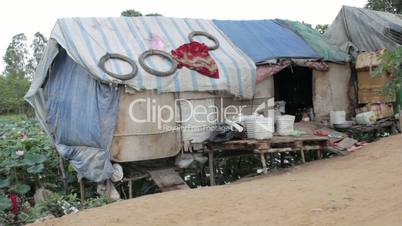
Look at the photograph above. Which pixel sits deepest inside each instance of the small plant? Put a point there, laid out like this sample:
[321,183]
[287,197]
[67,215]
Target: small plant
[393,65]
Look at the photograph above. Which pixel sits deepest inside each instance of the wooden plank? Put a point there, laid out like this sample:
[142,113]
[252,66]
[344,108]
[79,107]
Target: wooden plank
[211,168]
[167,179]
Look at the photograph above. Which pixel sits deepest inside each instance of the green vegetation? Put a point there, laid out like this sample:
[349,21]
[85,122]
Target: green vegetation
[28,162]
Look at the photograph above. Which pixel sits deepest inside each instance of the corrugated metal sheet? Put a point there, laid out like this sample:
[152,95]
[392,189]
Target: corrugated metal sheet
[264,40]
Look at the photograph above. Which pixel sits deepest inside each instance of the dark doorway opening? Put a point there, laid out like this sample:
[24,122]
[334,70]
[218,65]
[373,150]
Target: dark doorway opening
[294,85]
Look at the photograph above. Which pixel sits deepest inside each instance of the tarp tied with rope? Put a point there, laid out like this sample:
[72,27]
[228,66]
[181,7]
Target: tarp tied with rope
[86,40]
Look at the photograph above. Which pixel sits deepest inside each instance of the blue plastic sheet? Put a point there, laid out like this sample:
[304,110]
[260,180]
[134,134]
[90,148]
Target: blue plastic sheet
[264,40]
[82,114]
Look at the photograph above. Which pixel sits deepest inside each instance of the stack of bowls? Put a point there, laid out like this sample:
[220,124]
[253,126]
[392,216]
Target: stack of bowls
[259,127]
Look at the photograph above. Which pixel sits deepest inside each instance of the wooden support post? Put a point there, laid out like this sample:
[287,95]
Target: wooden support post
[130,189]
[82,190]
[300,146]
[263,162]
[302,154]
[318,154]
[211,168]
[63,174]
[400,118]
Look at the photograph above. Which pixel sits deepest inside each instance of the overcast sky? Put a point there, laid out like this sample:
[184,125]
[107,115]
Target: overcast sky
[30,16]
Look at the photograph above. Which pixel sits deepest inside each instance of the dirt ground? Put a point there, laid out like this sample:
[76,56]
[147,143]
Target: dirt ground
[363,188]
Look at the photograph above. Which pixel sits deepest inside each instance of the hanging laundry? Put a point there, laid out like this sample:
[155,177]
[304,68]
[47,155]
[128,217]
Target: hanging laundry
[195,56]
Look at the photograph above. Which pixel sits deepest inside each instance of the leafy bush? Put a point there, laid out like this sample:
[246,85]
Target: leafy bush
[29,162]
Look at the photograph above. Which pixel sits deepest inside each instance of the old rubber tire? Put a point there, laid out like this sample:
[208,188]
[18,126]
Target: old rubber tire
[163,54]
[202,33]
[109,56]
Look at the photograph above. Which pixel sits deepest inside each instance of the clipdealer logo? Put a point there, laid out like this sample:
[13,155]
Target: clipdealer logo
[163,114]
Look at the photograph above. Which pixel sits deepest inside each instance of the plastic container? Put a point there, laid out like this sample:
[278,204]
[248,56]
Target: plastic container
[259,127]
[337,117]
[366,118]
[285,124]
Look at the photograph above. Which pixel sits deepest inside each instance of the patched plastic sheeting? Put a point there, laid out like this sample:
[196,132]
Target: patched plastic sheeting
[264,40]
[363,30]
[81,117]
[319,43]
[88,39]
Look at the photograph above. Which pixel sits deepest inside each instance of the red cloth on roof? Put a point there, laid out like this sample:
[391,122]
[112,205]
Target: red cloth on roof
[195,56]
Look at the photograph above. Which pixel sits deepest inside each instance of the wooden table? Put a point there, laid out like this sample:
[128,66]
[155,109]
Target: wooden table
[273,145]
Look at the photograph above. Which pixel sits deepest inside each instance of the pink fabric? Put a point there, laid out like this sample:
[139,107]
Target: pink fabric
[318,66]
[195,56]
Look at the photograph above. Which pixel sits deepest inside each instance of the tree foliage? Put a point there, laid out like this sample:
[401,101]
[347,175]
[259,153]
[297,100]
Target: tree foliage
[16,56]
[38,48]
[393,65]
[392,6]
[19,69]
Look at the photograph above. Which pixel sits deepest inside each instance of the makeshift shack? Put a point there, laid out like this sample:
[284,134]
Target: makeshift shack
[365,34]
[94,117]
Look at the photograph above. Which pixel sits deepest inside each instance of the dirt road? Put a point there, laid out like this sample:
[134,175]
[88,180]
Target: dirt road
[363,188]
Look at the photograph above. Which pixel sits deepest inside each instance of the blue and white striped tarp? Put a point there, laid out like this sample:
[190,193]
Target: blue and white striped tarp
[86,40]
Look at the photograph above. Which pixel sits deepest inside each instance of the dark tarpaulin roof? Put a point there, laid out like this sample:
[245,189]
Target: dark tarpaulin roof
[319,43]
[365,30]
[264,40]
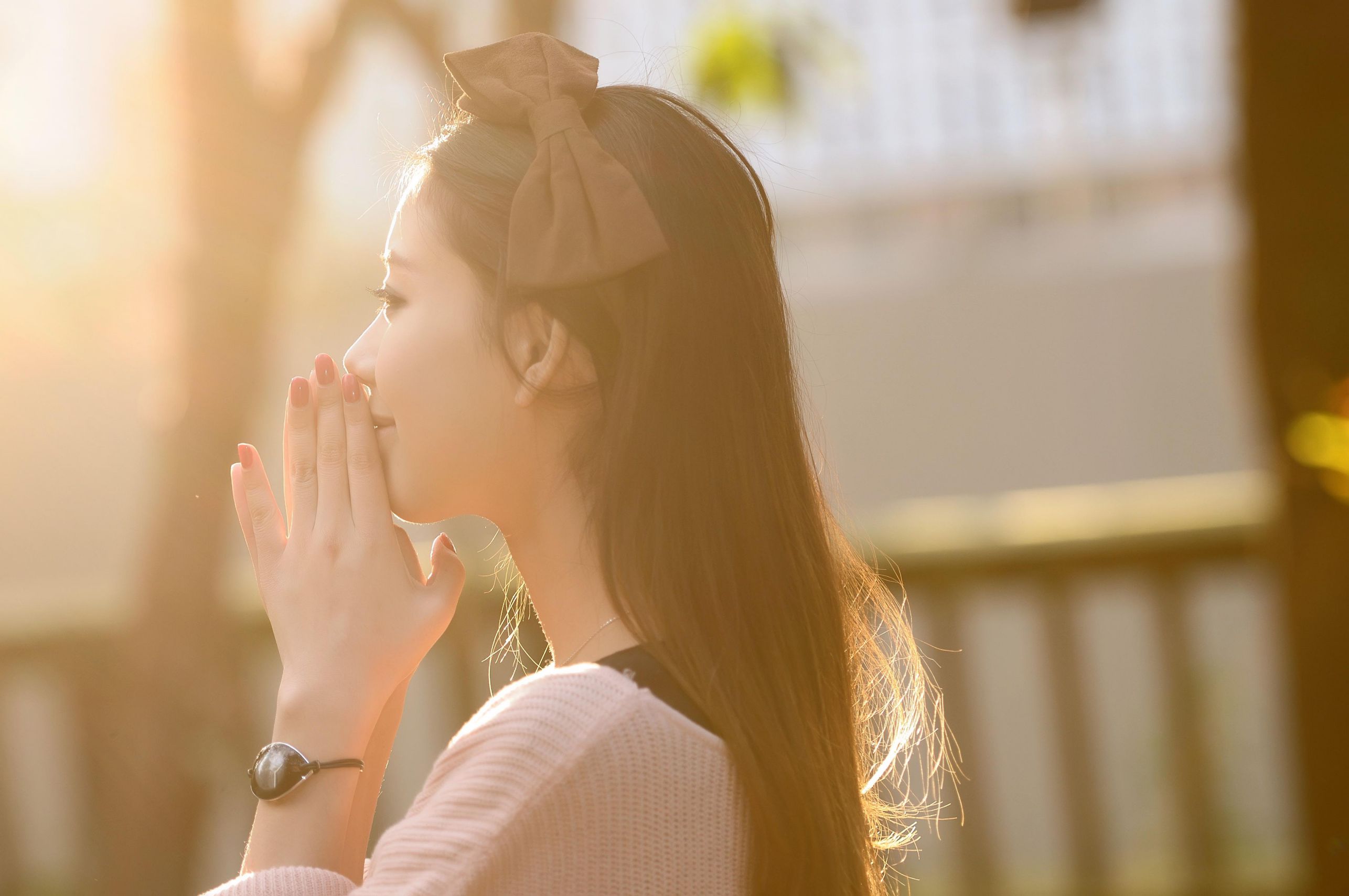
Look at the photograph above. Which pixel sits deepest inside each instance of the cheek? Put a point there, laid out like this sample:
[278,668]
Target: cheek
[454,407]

> _SET EXERCISE_: Give an exact reproduction of every line, leaving out any picture.

> _REPLY_:
Look at the photograph above. Which pixel sits deepest inside each instance of the small plant? Put a point there, laid out like this sample:
[321,183]
[287,197]
[67,215]
Target: small plant
[393,65]
Look at the photograph above. Which pixel sits deepest inside each instance of the wooden plank? Put a point there, laid out like this sample:
[142,113]
[252,66]
[344,108]
[79,107]
Target: wooden plank
[211,168]
[167,179]
Look at the photograph above. Which pixel sits deepest inside each instance of the green vegetation? Put a point there, laid out like this sample:
[349,21]
[85,122]
Target: green vegetation
[28,162]
Look at the photograph above. Which pixel sits deepest inside each instance of the corrugated metal sheet? Put a point there, laid out like this sample:
[152,95]
[392,189]
Target: corrugated metal sheet
[264,40]
Look at the photograph above. Which pixel sits deepest inside each instance of the dark doorway opening? Put a point there, laid out like this sample:
[24,122]
[334,70]
[218,65]
[373,150]
Target: dark doorway opening
[294,85]
Look at the photograph above. Which pixel sits deepest inside each instance of the tarp tied with rope? Put a point there, laid out like this sample:
[72,27]
[228,66]
[181,7]
Target: tarp tied with rope
[86,40]
Look at the photograph above. Which pixel sits deepest inside each instance of the blue plastic sheet? Put a point there, laid out like this sample:
[304,110]
[260,180]
[134,134]
[90,148]
Target: blue plastic sheet
[264,40]
[82,114]
Look at the photograph above. Which pixel sits deepest inside each instance of the stack of bowls? Put a point there, laid out like this sample:
[220,124]
[253,126]
[392,216]
Target: stack of bowls
[259,127]
Look at the photograph above. Which pixel sits deepest inside each instance of the wooden support post? Put a point there, laid out like this sample:
[287,95]
Target: wooden support post
[130,189]
[82,190]
[300,146]
[263,162]
[302,154]
[318,154]
[211,168]
[63,174]
[400,118]
Look at the photograph above. Which pixel sits deepest inside each instance of the overcast sky? Put a point there, laid out like this sample:
[184,125]
[107,115]
Target: overcast sky
[30,16]
Look at the photograph above. Which pixel sits deepest inside each instance of the dirt ground? Put a point there, laid out like this sample:
[76,56]
[147,143]
Target: dirt ground
[363,188]
Look at the photograph above. Which pixel sits deepest inside each instance of the hanging laundry? Put a point there, laid out like this sample:
[155,177]
[304,68]
[47,155]
[128,217]
Target: hanging laundry
[195,56]
Look at the photograph above. Which pixel sits deepest inside each instance of the leafy bush? Put a point there, laid out like this sample:
[246,85]
Target: leafy bush
[29,162]
Look at the photograph above. Which pixel sits deepest inside each instance of the old rubber tire? Put a point there, laid out like this sample:
[208,188]
[18,126]
Target: old rubber tire
[163,54]
[202,33]
[109,56]
Look at the photograph above. Which pixel sits deepest inside each instance of the clipdealer logo? Put a point there, laid out like this sample:
[13,155]
Target: clipdealer logo
[163,114]
Look at the photograph above. Which pixel sits deepest inside each instance of the plastic container? Put a point there, laid out like this sample:
[278,204]
[248,56]
Target: plastic container
[259,127]
[337,117]
[366,118]
[285,124]
Look at the photograph above. Which pixel sits deepest inside each instance of the patched plastic sheeting? Put a point there, laid out like this sample:
[196,132]
Target: patched plastic sheeting
[264,40]
[363,30]
[81,117]
[319,43]
[88,39]
Look at the photograph above. Which pixel sits deepest inside each instance of the red cloth on roof? Put a point there, laid out like this sample:
[391,122]
[112,205]
Target: red cloth on roof
[195,56]
Look at the photograph above. Which pixel sits deepest inside each instance of the wooden table? Put a point there, laid out like this sample:
[128,66]
[155,109]
Target: wooden table
[273,145]
Look at the photograph above. Which pixel sits deepest inside each instance of the pink fabric? Put a point there, laid out like this sample:
[139,107]
Target: pink fabric
[318,66]
[195,56]
Look at the photograph above. Which pixel sits deepest inside each instance of the tree foliage? Put a point there, laid out like this sample:
[401,101]
[347,175]
[259,153]
[297,100]
Target: tree foliage
[16,56]
[38,48]
[393,65]
[392,6]
[19,69]
Look at the photograph above. Which pixel sits deepest inside each instance of the makeshift shack? Put a point there, laid out like this sample:
[284,134]
Target: makeshift shack
[365,34]
[94,117]
Look at the photograph above. Which pixel sits deepest inside each instance of the dirt road? Put a point there, laid out like this sample:
[134,175]
[88,180]
Target: dirt road
[363,188]
Look at the photograph above. Which pixel sits deepest inside each instance of the blue and white striped tarp? Put a point there, laid out like this sample:
[190,193]
Target: blue and white striped tarp
[86,40]
Look at the photograph above. Which pixel sits deepest inside each instance of the dark tarpaulin roof? Put a point there, laid out like this sample:
[245,189]
Target: dark tarpaulin roof
[319,43]
[365,30]
[264,40]
Look at the photograph above. Which pixel sits deepest inside each instance of the cheek? Put a point there, laid out like this sample:
[278,668]
Target: cheek
[454,407]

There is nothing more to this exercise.